Excerpts from a dataset:
==*==

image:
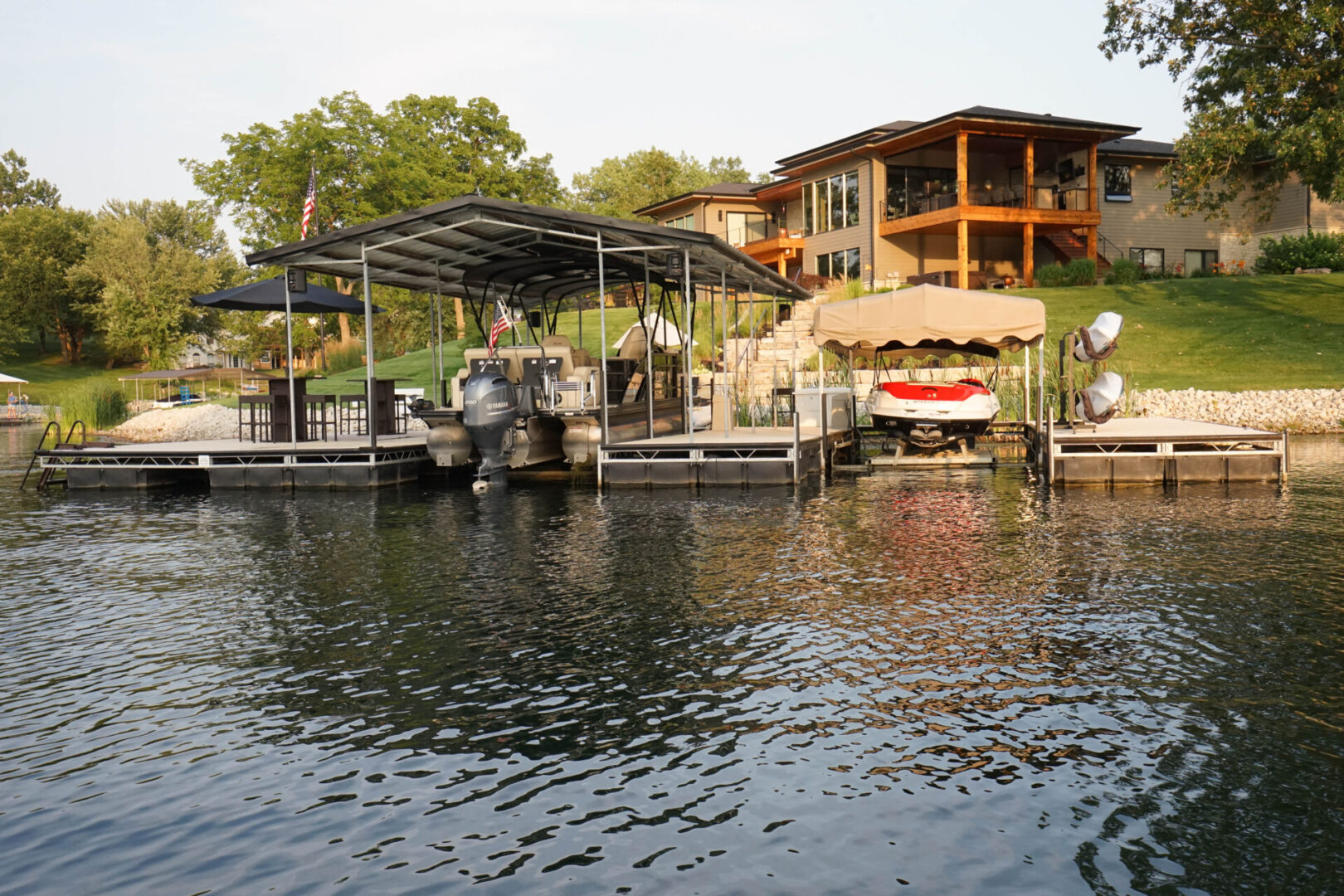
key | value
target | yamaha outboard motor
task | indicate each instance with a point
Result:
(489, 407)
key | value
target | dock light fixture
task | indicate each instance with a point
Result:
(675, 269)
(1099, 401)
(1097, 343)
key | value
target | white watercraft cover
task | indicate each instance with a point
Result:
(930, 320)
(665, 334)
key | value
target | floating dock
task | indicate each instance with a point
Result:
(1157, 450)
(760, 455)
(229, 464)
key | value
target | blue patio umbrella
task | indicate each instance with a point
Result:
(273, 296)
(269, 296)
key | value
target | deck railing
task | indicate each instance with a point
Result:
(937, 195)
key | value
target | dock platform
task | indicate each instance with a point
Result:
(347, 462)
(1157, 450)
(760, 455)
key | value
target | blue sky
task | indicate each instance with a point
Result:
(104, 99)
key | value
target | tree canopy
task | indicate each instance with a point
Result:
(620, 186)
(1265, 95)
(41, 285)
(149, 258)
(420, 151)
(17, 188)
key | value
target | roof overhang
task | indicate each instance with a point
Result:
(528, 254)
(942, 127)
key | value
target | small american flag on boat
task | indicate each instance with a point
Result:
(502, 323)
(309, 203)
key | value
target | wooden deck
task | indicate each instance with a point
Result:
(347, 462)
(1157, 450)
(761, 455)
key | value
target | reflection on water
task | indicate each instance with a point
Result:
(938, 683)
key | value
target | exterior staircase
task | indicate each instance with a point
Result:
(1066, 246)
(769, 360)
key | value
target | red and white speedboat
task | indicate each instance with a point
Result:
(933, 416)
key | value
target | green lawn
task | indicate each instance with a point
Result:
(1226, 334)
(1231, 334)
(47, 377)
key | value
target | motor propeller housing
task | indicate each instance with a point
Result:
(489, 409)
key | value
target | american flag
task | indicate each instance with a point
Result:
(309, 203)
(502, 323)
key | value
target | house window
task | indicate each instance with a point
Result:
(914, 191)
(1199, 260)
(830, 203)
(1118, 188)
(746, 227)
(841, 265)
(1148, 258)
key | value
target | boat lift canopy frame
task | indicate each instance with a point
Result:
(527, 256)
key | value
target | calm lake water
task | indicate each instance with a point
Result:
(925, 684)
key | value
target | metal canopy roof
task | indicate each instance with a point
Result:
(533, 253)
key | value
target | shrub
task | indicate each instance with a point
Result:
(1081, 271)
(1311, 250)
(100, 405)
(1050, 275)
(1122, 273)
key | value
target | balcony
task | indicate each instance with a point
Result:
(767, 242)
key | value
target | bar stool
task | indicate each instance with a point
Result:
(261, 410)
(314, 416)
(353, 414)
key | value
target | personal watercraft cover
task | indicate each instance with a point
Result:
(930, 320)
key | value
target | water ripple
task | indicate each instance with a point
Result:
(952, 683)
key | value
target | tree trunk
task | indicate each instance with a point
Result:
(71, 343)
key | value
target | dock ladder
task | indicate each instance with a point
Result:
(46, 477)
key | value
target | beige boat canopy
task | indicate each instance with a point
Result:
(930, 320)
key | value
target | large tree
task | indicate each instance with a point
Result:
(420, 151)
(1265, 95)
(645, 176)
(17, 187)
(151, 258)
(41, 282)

==*==

What is needed is a count of the lines in the data that contain the word "cover"; please give it and no other words.

— TASK ANSWER —
2